> [TASK TO CARRY OUT]
When you restate the data, keep every word as it is and drop the images.

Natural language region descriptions
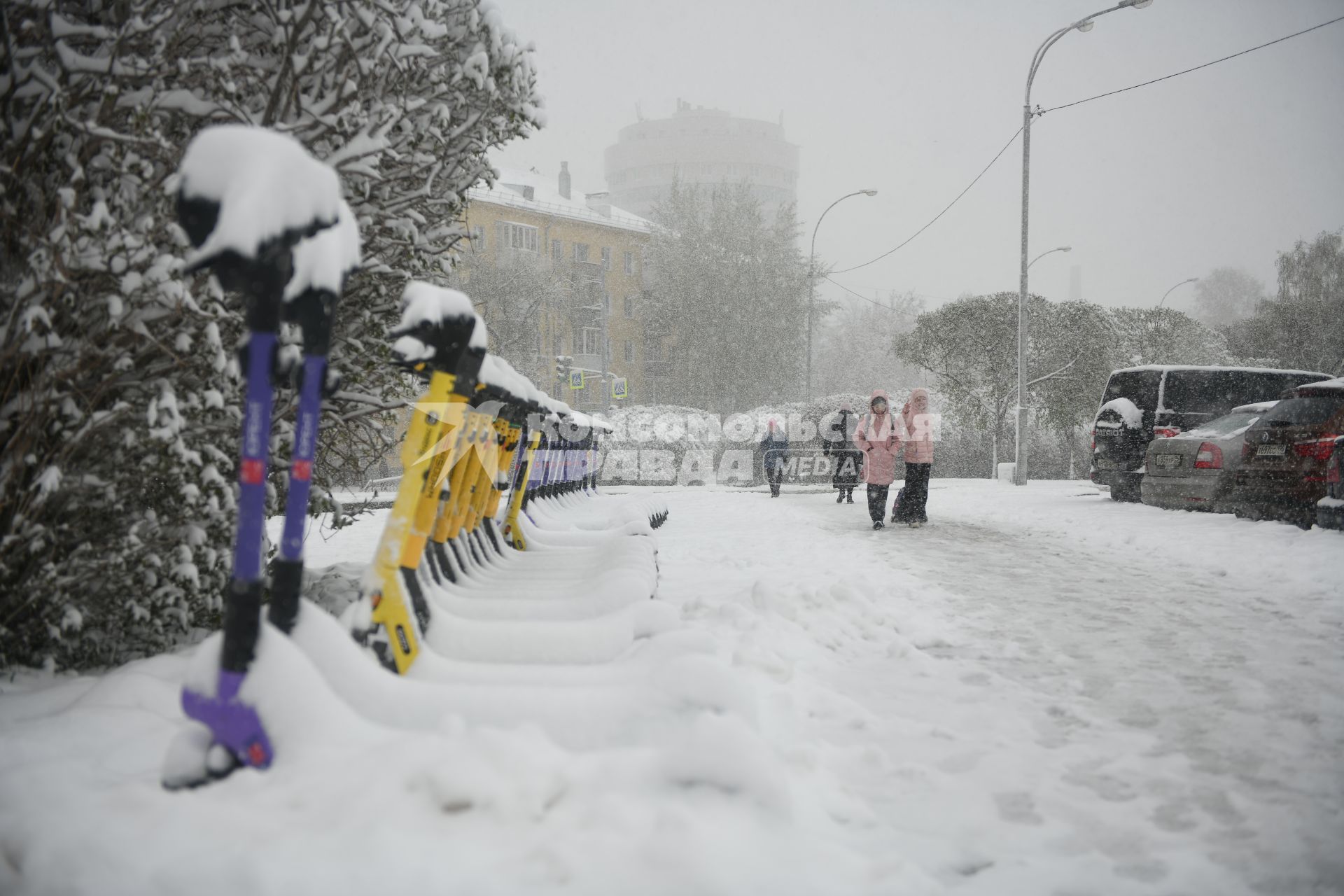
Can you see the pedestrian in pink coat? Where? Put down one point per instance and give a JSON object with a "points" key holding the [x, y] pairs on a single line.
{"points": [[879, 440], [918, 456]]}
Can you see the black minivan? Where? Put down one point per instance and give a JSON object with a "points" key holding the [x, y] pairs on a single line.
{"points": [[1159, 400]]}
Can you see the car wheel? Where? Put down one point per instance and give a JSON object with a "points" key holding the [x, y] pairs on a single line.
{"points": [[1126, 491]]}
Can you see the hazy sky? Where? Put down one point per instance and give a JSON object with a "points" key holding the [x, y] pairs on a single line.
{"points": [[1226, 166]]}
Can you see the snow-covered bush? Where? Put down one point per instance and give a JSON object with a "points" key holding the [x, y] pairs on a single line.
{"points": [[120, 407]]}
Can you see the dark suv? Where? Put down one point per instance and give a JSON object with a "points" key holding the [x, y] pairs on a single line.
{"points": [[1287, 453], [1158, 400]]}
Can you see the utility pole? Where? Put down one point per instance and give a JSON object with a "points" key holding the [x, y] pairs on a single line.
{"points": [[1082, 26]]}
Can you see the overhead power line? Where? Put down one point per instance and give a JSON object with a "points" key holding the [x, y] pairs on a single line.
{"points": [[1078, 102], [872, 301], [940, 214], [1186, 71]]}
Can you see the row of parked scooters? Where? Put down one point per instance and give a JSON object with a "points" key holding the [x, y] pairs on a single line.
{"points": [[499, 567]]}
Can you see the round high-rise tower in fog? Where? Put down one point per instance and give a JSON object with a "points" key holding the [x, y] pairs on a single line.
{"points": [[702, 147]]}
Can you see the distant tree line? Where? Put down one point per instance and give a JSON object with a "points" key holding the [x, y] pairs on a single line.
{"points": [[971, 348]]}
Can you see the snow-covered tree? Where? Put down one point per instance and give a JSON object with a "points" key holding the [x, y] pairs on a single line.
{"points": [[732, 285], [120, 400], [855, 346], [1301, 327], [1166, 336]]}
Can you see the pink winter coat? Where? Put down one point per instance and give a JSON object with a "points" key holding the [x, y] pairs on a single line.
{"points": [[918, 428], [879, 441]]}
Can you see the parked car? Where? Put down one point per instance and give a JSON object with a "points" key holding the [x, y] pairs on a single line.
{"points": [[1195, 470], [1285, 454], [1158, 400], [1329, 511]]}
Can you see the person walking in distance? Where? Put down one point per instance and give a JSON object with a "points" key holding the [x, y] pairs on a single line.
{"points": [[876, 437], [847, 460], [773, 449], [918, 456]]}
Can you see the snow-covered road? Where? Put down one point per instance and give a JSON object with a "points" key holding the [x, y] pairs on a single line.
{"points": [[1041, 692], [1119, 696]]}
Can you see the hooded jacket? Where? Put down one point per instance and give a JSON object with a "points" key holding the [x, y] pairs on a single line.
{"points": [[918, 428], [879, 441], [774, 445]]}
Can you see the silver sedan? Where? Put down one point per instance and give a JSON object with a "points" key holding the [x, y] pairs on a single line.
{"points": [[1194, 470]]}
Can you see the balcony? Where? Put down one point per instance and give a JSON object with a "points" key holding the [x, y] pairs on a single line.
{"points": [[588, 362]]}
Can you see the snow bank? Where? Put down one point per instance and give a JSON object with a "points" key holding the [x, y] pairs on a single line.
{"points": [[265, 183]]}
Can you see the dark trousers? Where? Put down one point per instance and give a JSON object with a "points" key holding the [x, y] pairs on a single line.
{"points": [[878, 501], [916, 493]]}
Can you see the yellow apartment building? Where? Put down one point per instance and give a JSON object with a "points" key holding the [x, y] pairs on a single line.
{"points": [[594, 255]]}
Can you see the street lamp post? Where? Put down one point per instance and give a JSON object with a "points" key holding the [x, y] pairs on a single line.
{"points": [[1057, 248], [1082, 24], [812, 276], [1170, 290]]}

> [RESULT OF THE EXERCISE]
Can you see the pedestrian in pink coat? Where? Put down one point per instance and give a JSON object with a "points" key holding the [x, y] pairs on a single line.
{"points": [[879, 440], [918, 456]]}
Can you see the black minivan? Where? Put down one point per instance and give a JSON object with a "points" key holding the [x, y] pairs on a single line.
{"points": [[1159, 400]]}
Can you see the car wheel? Where? Put down one point per instance and give a JSON object with a "points" key holding the [x, y] pairs on a single line.
{"points": [[1126, 491]]}
Can you see the hazy sky? Where? Put down one point per instance and give a JSON object with a "points" key holding the [x, y] pairs on a single line.
{"points": [[1226, 166]]}
Can you see the snow-covered bush? Where? Put down one point per instance and give a JSON object with a "points" key holding the [x, y] pairs on a single line.
{"points": [[120, 407]]}
Can you see the dark suv? Where? Put down one point per instance and give a JSON object with a "points" key holding the [x, y] pairs on a single line.
{"points": [[1287, 453], [1158, 400]]}
Can you see the utility pole? Where? Put down one point per instance and give a JSON object with a "points" key holding the [x, y] pairs on a single line.
{"points": [[1082, 26]]}
Can you see the overhead power line? Where? Put down one point per instance and give a JSON object with a "points" key holding the [x, y] pairs on a single line.
{"points": [[1078, 102], [872, 301], [940, 214], [1186, 71]]}
Can you see the row of parked scooters? Where? Put down one point per instance and give a JSON object with a "points" key holding the [x, y] pairs on a single line.
{"points": [[499, 567]]}
Can you see the round high-rise tower in fog? Where? Put down one point per instance and give a JSON object with a "points" key holding the [x, y] pairs on a single line.
{"points": [[702, 147]]}
Can you see the distant tree line? Where? Put down one point per instance and give a JSON object with a "points" key holding the [x, y] pairs on a single line.
{"points": [[971, 348]]}
Can you see the snow-covered tree? Where? Put down one point per instance and give a JSON object with a "points" key holding the [x, y] pairs on a single line.
{"points": [[732, 285], [120, 400], [855, 346], [1301, 327], [1166, 336]]}
Can you see the pink winter coat? Where? Put down one point per instance and give a JSON object with a "points" key holding the [x, y] pairs on a single line.
{"points": [[918, 428], [879, 441]]}
Can you see the parked car? Where? Put down one point per instance and give a JSON object with a "points" key holding the [x, y] pairs on a single line.
{"points": [[1195, 470], [1285, 454], [1158, 400], [1329, 511]]}
Can you see the person walking in distance? Where? Put down one point per instance and give a JSON object with a "points" key holding the [x, y] pairs on a single line.
{"points": [[876, 437], [847, 460], [773, 449], [918, 456]]}
Can you see the snow-covered road? Where? Put down one point per instance and give a JSON object with a "points" key holding the [x, y] pairs on a single line.
{"points": [[1041, 692], [1119, 696]]}
Can you see the hooded jacket? Where? Put down one point per instance and give a JSON object with a "points" key holding the [x, y] pairs on a single line.
{"points": [[918, 428], [879, 441], [774, 445]]}
Can you see the silver sedan? Where? Put down one point per instance and give a JSON object with a "points" key holding the [x, y] pairs on a single line.
{"points": [[1194, 470]]}
Can you see the balcony? Where? Put down one point per instance and give a JSON object with a "points" key holding the [x, y] pairs on a single line.
{"points": [[588, 362]]}
Can you see the snow bank? Where? Put down one point per instance and give a JSON object with a "points" key holding the [x, y] pairs on a single line.
{"points": [[265, 183]]}
Can you see the dark trousers? Where? Put down one point per instance and give a JSON object with a "points" key holding the [x, y] pairs on a single line.
{"points": [[878, 501], [916, 493]]}
Can you see the yellow apartment building? Where? Put down one point per instance and give a JSON object with a "points" key holding the [x, y] pairs on a single line.
{"points": [[594, 255]]}
Can you see the street lamp post? Where? Put down one point per instance and give a JSON object with a "points" key holding the [x, y] pairs on a single line.
{"points": [[1057, 248], [1082, 24], [812, 276], [1170, 290]]}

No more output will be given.